* Exercise text
'''
I tried adding options VM86 to a 3.0 kernel from 19980711-SNAP but this
did not fix the problem.  I noticed in the LINT config that npx0 now has
an iosiz parameter that can be set to the memory size instead of MAXMEM
and that this can be set with userconfig as well.  This option does work
when I set it in the kernel config file but does not work when using
userconfig since it only takes effect on the next boot after the parameter
is recorded in the kernel -- since the machine hangs during boot it never
gets recorded -- a catch 22 scenario.  

This is all very useful for working around the problem and I thank you for
it but is not getting at the deeper issue of what is going wrong in the
first place and to determine the appropriate action to take -- either fix
FreeBSD or give useful information to IBM so they can fix their BIOS.  I'm
looking for direction and assistance in what I should be looking at to get
a handle on the deeper issue.
'''
* Provided records
'''
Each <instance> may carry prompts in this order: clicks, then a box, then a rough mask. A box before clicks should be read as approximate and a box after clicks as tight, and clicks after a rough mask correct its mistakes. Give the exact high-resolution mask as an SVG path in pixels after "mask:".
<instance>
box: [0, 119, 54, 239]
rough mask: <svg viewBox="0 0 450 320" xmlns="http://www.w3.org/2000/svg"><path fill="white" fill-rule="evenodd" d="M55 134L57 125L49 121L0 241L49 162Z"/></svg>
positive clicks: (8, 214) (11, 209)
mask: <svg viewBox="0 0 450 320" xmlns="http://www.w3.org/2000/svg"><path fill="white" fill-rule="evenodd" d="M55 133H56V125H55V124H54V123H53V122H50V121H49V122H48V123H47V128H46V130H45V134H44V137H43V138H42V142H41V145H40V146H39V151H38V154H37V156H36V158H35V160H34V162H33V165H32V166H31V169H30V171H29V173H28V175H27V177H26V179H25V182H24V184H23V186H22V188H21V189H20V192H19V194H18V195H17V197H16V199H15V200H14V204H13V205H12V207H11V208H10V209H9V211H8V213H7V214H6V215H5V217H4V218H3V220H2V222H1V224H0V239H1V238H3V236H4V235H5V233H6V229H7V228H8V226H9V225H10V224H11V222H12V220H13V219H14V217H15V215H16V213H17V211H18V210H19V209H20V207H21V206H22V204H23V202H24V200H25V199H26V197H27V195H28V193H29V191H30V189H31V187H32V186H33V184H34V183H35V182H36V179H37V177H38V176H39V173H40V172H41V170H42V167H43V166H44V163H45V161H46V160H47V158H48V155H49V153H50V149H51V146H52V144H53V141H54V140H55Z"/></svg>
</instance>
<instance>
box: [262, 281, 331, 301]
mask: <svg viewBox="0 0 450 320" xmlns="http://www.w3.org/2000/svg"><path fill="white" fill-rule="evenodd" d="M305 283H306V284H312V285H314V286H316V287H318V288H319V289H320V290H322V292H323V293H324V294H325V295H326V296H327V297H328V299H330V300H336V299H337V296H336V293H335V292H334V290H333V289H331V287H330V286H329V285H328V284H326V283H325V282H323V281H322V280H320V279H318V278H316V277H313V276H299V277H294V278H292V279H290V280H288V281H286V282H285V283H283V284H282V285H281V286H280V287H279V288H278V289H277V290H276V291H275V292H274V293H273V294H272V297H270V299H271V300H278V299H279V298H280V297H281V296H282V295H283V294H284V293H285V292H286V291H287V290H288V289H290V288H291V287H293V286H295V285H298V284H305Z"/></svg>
'''
* Parts of the exercise
a) List every word in the post on the FreeBSD boot problem that is written entirely in capital letters and is at least two letters long. Leave out any word that contains a digit or is attached to one.
b) Copy the post on the FreeBSD boot problem starting with "This is all" and going on through "the deeper issue.", swapping in "root cause" wherever "deeper issue" appears.
c) Answer these about the post on the FreeBSD boot problem:
(i) Which snapshot was the 3.0 kernel taken from?
(ii) In which config did the writer notice that npx0 now has an iosiz parameter?
(iii) Who could be given useful information so they can fix their BIOS?

* Exercise responses
a) LINT, MAXMEM, IBM, BIOS

b)
This is all very useful for working around the problem and I thank you for
it but is not getting at the root cause of what is going wrong in the
first place and to determine the appropriate action to take -- either fix
FreeBSD or give useful information to IBM so they can fix their BIOS.  I'm
looking for direction and assistance in what I should be looking at to get
a handle on the root cause.

c)
(i) 19980711-SNAP
(ii) The LINT config
(iii) IBM